#### Task to complete
Pick out and copy every line of the entries below that contains the string "bottlebrush". Matching is case-sensitive.

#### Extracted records
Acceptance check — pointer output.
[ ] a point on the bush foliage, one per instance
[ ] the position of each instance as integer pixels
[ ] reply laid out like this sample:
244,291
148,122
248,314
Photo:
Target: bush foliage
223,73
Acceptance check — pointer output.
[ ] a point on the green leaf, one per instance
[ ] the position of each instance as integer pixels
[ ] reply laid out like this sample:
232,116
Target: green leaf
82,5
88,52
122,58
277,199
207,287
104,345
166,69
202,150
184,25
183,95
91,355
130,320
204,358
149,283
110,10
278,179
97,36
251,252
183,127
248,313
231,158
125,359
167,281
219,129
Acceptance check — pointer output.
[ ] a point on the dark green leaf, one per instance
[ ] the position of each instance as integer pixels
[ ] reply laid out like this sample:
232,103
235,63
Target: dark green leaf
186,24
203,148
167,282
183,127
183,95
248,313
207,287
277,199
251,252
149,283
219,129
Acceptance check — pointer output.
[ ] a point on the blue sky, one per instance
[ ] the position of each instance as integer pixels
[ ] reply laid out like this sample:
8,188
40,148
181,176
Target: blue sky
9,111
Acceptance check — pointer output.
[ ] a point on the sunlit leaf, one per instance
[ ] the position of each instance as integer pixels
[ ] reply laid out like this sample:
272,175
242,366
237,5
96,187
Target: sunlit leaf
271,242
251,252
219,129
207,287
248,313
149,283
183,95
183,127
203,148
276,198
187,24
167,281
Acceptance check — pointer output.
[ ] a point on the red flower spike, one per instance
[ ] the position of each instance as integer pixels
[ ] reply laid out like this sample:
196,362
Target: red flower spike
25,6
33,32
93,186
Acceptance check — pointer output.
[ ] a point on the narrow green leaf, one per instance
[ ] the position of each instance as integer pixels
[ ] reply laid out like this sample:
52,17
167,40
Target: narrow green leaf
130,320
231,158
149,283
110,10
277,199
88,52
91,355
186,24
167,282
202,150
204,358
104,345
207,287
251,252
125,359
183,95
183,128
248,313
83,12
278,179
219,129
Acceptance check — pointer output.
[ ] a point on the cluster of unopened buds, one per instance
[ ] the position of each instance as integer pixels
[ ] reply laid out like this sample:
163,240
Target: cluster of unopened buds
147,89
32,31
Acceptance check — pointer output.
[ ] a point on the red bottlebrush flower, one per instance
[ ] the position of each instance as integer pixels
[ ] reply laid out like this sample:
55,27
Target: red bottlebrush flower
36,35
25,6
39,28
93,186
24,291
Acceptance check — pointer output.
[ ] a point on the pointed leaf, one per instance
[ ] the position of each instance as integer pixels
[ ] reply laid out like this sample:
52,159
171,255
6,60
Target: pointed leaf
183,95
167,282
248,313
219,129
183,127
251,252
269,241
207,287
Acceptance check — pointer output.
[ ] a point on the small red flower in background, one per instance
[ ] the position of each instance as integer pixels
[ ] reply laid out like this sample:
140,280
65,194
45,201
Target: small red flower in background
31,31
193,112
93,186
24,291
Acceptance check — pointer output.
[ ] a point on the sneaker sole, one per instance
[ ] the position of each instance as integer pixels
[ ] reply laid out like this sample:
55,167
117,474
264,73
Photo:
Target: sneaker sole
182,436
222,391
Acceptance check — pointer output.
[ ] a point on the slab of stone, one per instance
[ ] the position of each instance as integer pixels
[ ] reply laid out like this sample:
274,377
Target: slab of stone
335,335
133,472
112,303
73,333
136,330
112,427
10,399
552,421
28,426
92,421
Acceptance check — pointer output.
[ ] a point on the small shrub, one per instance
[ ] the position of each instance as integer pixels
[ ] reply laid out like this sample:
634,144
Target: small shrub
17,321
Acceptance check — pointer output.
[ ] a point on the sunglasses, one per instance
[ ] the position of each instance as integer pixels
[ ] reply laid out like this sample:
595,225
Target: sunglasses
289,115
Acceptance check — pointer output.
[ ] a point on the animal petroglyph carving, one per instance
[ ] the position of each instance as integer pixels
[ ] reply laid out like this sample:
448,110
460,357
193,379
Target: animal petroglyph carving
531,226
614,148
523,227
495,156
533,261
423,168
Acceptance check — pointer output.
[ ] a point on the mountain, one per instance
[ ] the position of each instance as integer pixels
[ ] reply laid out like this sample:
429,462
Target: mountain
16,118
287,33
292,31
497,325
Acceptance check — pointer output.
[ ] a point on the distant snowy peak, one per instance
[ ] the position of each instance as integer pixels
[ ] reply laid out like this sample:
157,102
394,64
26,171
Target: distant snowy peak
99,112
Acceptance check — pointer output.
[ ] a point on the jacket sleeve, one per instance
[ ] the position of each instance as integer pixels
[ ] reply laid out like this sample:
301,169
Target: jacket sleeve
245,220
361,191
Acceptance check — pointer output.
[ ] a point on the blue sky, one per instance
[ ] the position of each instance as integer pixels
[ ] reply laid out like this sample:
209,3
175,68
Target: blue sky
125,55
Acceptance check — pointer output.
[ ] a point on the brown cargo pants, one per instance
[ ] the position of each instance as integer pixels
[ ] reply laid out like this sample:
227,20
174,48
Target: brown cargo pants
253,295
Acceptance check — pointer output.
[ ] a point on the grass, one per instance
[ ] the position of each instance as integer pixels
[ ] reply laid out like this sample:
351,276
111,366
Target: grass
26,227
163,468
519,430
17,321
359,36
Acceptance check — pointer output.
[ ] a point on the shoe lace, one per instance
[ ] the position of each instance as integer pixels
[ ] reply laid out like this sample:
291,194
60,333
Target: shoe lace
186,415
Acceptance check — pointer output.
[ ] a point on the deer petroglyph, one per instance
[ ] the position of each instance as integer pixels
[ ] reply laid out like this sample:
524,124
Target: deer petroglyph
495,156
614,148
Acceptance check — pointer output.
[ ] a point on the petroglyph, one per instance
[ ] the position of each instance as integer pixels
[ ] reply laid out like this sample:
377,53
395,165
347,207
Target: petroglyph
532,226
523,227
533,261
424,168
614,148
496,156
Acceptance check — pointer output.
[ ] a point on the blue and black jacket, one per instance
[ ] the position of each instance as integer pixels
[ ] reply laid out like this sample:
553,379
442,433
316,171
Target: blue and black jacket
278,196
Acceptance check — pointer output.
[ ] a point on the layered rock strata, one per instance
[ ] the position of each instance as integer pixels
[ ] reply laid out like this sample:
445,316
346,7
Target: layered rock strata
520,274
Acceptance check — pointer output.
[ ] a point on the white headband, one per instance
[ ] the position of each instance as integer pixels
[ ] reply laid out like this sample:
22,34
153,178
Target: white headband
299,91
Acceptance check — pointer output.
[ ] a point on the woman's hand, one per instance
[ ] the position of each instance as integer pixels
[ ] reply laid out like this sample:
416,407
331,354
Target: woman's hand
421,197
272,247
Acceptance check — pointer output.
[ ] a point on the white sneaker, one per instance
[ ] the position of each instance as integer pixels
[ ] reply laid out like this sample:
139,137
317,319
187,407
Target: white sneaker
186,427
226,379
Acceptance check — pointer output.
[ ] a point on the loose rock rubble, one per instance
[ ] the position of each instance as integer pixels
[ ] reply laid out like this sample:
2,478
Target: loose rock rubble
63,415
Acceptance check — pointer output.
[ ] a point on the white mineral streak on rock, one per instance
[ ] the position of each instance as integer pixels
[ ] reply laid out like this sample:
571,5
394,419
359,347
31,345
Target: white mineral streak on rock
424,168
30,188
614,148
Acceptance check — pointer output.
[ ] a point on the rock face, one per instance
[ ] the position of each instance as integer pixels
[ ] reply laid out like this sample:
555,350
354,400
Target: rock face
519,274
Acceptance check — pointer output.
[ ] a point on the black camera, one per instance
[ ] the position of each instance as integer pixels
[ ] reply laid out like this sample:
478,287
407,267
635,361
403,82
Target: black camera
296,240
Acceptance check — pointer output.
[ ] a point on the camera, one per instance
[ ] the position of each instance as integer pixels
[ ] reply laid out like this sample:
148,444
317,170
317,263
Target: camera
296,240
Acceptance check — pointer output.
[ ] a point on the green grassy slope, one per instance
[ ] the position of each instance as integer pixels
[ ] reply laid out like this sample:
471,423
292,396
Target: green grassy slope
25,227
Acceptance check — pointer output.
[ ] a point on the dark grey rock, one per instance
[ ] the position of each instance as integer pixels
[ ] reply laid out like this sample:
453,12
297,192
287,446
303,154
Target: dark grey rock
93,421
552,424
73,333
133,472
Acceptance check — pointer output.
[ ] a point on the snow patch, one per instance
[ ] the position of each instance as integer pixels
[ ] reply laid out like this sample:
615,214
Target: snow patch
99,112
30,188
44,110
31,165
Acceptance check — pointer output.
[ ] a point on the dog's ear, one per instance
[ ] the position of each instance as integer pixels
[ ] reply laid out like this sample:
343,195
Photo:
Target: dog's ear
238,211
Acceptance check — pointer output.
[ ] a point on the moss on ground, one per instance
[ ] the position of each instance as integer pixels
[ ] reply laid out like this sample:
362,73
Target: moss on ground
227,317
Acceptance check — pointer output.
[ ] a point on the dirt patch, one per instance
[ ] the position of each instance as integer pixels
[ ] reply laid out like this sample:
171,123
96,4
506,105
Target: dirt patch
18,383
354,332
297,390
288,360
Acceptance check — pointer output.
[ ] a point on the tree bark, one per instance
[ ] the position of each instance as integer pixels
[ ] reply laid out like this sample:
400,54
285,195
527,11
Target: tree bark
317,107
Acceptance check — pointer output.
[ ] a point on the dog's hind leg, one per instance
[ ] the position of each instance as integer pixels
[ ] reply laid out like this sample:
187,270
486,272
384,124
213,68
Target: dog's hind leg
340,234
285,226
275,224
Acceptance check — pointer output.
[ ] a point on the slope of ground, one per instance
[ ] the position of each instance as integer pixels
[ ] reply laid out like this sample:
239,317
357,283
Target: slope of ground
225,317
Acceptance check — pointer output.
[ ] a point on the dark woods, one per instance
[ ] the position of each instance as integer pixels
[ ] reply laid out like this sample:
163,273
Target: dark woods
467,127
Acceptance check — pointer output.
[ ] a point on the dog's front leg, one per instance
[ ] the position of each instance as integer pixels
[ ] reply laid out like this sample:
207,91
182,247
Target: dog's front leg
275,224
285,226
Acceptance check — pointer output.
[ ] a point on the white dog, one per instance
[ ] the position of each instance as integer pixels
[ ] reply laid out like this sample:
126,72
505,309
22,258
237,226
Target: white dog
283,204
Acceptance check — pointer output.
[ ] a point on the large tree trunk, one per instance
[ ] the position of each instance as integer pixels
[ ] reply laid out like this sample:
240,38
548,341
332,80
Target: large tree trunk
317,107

#### Full response
[ ] a point on the red bottlebrush flower, one per instance
Target: red bottlebrush flower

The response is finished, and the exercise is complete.